### Exercise passage

Blonde stereotypes are stereotypes of blonde-haired people, especially women, generally treating them as pretty but sillier and less clever than other people and often comparing them unfavorably to brunettes. Examples of this stereotype are the "blonde bombshell" and the "dumb blonde." Despite popular blonde jokes on these premises, research has shown that blonde women are not less intelligent than women with other hair colors.

The blonde bombshell is one of the most consistently popular female character types in cinema. Many Hollywood celebrities have used it to their advantage, including Jean Harlow, Marlene Dietrich, Marilyn Monroe, Jayne Mansfield, Brigitte Bardot and Mamie Van Doren.

==Background==
There are several aspects to the stereotypical perception of blonde-haired women. A persistent stereotype takes men to find them more physically attractive than other women; Anita Loos popularized this idea in her 1925 novel Gentlemen Prefer Blondes. Some women have also reported that they feel other people expect them to be more fun-loving after they have lightened their hair, as an ad for Clairol hair colorant implies: "Is it true blondes have more fun?" Such stereotypes engender a view of blonde women as less serious or intelligent than others, reliant on their looks to succeed, which extends in Brazil to blonde women's disparagement as sexually licentious.

Entries drawn from a collection

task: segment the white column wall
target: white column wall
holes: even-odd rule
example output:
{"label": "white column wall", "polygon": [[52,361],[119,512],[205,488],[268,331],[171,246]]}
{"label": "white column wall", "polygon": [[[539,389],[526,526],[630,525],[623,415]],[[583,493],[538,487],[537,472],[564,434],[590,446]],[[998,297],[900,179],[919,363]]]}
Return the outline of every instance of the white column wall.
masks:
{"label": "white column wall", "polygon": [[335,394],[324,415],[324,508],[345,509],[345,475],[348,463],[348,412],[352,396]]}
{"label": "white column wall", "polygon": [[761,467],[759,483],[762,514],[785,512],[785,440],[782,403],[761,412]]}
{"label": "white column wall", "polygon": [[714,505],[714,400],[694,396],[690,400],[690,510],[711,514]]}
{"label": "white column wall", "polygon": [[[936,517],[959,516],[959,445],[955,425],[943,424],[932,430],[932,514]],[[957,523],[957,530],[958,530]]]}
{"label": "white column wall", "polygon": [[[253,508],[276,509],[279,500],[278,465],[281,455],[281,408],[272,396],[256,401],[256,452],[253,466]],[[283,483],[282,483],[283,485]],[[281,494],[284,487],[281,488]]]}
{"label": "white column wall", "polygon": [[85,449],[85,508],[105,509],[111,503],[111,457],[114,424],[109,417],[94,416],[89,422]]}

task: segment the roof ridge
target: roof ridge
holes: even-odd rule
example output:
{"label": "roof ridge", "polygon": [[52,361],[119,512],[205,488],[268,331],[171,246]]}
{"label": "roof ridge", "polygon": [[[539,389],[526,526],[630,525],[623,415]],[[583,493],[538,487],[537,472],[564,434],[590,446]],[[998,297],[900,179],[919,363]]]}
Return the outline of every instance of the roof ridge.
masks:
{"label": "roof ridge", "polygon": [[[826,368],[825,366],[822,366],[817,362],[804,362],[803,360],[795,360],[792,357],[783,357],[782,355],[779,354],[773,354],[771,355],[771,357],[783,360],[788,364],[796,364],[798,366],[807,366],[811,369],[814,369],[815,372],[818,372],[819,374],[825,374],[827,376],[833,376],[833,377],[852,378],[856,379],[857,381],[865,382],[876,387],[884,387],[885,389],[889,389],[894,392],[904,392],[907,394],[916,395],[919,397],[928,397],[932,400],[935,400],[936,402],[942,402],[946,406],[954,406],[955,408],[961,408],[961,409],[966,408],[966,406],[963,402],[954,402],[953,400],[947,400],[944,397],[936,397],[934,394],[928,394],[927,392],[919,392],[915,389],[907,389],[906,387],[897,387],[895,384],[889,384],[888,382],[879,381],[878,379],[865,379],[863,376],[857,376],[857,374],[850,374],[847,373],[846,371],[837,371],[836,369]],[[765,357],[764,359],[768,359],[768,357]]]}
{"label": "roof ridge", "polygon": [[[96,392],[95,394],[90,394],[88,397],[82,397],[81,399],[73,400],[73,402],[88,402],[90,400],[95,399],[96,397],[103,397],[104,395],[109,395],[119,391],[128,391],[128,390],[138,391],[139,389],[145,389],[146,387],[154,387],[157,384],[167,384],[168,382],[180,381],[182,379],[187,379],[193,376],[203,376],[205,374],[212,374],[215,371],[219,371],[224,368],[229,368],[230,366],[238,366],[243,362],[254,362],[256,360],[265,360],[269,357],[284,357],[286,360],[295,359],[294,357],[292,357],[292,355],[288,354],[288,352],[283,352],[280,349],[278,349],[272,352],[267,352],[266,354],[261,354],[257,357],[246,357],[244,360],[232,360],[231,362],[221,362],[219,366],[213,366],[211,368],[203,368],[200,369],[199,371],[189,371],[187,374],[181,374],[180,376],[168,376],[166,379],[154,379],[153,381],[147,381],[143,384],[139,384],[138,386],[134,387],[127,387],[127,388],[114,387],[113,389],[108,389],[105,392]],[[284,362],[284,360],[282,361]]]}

### Prompt A
In the text on blonde stereotypes, why does the premise behind popular blonde jokes fail to hold? Answer in one to three sentences.
### Prompt B
From the text on blonde stereotypes, copy word for word the part that opens with the words containing "The blonde bombshell" and closes with "Mamie Van Doren.".

### Output A
The jokes rest on the idea that blonde women are less clever than others. Research has shown that blonde women are not less intelligent than women with other hair colors.

### Output B
The blonde bombshell is one of the most consistently popular female character types in cinema. Many Hollywood celebrities have used it to their advantage, including Jean Harlow, Marlene Dietrich, Marilyn Monroe, Jayne Mansfield, Brigitte Bardot and Mamie Van Doren.